■ Quoted text:
========================

Yesterday was Christmas, so today is December 26 aka St. Stephen’s Day aka Boxing Day aka the day after Christmas. (That lower-case “d” in the last phrase makes me sad, although I can’t say why. Perhaps it is because our British cousins have an extra holiday, while we have to settle for an adjectival phrase.)

Saint Stephen was, of course, a Christian martyr, killed by Swedish pagans in the 800s. He was also the patron saint of horses, leading to a Munich St. Stephen’s Day tradition of riding horses around churches’ interior. This continued until 1876 and I, frankly, would love to see it reinstated. What better way to celebrate December 27 than cleaning up horse dropping left on December 26?

========================

■ A run of records:
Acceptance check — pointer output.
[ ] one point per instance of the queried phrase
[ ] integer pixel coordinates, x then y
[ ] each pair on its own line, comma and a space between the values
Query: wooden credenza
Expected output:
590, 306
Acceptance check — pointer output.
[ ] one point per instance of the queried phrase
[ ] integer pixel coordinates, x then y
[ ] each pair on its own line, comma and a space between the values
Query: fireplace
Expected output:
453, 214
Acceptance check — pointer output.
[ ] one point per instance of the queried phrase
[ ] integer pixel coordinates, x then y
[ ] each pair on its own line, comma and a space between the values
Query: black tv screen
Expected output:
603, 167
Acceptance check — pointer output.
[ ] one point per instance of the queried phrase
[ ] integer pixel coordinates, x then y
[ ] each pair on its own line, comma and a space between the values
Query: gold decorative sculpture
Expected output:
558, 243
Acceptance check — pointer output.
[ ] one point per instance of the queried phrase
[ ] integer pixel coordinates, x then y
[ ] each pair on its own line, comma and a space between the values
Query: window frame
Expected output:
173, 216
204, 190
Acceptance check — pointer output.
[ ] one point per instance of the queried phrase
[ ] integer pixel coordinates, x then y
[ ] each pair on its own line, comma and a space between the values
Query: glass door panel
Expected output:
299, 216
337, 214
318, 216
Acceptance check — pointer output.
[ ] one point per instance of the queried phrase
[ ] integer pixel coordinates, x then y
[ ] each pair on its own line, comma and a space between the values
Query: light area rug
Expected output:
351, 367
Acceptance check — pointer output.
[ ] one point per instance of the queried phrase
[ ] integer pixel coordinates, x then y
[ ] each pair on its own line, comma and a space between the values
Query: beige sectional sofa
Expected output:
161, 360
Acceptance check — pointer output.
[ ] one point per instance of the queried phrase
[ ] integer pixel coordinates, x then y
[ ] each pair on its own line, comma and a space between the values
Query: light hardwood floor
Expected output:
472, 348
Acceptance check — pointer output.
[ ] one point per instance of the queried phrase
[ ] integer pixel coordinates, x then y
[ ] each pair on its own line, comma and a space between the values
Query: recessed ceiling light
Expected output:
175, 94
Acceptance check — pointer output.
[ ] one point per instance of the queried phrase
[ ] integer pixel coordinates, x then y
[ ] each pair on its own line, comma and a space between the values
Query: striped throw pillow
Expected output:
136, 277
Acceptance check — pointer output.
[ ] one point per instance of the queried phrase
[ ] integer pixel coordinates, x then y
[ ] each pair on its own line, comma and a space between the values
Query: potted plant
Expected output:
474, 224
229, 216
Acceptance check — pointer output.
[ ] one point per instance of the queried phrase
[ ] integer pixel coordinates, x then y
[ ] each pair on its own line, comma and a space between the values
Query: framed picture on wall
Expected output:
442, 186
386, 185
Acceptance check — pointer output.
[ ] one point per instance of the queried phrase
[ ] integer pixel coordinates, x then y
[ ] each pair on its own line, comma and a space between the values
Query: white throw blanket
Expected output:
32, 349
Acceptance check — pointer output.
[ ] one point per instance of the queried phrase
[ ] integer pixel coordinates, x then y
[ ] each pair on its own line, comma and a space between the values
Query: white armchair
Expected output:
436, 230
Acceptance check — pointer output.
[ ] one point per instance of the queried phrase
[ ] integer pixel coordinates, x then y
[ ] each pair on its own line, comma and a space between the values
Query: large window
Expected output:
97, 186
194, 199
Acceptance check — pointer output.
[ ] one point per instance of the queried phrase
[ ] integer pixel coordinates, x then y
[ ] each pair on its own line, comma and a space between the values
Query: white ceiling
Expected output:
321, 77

========================

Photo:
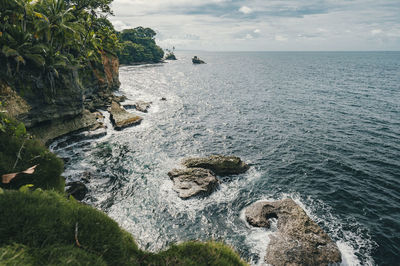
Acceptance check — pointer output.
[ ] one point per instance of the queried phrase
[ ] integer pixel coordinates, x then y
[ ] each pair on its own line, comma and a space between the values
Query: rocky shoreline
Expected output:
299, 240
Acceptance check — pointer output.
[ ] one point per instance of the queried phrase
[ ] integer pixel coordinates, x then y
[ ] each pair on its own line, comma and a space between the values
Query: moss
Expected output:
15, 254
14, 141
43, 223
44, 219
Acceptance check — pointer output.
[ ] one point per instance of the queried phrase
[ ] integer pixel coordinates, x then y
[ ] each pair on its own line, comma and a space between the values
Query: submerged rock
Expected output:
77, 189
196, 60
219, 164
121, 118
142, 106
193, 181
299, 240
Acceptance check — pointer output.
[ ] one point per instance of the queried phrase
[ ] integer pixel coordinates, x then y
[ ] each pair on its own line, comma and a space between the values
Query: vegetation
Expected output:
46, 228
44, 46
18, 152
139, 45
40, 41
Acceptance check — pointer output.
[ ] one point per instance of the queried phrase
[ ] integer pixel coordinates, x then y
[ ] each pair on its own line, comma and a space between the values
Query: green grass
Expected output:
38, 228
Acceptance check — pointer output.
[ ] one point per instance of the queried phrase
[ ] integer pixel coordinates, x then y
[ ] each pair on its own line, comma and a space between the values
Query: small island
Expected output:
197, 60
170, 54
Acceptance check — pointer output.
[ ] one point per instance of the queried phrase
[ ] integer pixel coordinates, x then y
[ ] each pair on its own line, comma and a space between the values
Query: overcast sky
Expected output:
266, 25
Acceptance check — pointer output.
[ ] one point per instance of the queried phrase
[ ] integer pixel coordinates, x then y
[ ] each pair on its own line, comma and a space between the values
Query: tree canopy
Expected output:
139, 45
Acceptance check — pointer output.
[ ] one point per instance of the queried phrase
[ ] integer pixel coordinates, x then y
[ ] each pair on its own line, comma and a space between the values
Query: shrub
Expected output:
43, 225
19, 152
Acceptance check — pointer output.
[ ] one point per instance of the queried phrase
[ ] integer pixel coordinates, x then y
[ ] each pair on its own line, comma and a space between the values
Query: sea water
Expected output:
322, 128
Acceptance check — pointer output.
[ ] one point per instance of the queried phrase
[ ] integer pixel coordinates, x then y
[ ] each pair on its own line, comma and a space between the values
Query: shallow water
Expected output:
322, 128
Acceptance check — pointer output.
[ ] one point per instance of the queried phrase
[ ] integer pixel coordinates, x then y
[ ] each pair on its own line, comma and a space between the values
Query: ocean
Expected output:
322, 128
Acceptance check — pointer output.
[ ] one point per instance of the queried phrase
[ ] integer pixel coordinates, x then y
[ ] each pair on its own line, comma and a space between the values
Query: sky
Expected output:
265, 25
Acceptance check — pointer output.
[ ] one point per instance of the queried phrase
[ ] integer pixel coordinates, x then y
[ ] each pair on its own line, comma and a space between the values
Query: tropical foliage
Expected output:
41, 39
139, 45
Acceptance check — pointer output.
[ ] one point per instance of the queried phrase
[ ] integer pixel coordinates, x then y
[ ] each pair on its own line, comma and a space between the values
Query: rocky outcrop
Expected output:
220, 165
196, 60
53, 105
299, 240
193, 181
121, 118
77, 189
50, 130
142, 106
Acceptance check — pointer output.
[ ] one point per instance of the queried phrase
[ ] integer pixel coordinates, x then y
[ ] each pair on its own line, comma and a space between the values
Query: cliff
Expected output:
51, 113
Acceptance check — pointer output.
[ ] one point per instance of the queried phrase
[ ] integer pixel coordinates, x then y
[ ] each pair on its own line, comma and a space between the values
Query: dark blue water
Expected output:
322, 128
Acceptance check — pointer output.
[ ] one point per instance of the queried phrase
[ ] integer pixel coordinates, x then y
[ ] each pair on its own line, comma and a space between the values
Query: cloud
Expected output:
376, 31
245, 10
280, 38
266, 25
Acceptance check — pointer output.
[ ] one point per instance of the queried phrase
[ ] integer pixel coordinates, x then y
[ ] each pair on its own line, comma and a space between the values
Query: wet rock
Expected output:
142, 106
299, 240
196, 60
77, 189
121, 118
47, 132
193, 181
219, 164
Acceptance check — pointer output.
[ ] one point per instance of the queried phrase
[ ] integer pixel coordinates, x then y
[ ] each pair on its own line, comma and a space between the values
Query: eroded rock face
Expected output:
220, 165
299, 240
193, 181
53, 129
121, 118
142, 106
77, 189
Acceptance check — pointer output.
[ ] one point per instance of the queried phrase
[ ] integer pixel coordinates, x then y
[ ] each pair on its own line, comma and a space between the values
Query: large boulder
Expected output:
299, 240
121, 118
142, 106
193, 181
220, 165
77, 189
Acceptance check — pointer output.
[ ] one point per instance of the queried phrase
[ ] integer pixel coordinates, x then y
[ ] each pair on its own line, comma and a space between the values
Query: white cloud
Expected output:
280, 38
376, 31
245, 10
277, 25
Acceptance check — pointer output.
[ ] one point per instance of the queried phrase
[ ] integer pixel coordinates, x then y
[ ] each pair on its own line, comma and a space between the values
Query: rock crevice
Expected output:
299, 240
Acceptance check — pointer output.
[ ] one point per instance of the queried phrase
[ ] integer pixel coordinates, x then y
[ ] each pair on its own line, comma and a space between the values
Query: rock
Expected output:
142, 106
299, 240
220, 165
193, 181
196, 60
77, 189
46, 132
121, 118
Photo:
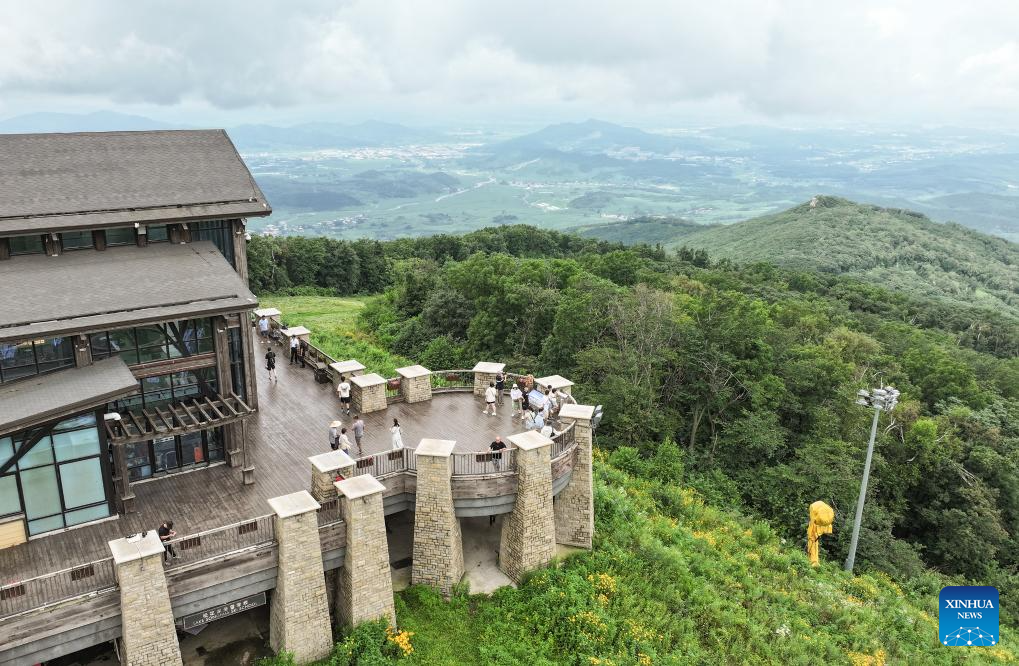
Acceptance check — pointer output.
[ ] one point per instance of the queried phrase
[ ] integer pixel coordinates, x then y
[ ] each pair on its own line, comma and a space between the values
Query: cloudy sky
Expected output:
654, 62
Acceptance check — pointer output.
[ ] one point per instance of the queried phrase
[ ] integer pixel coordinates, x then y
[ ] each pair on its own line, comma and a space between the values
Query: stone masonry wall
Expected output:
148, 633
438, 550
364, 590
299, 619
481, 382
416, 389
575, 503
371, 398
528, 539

========================

■ Required tasks:
- a) List every name the St. Stephen's Day text gives for the day after Christmas.
- b) Reproduce the part of the St. Stephen's Day text that opens with the words containing "Yesterday was Christmas, so" and closes with "on December 26?".
Rely only on the St. Stephen's Day text.

■ Response list:
- a)
December 26
St. Stephen’s Day
Boxing Day
the day after Christmas

- b)
Yesterday was Christmas, so today is December 26 aka St. Stephen’s Day aka Boxing Day aka the day after Christmas. (That lower-case “d” in the last phrase makes me sad, although I can’t say why. Perhaps it is because our British cousins have an extra holiday, while we have to settle for an adjectival phrase.)

Saint Stephen was, of course, a Christian martyr, killed by Swedish pagans in the 800s. He was also the patron saint of horses, leading to a Munich St. Stephen’s Day tradition of riding horses around churches’ interior. This continued until 1876 and I, frankly, would love to see it reinstated. What better way to celebrate December 27 than cleaning up horse dropping left on December 26?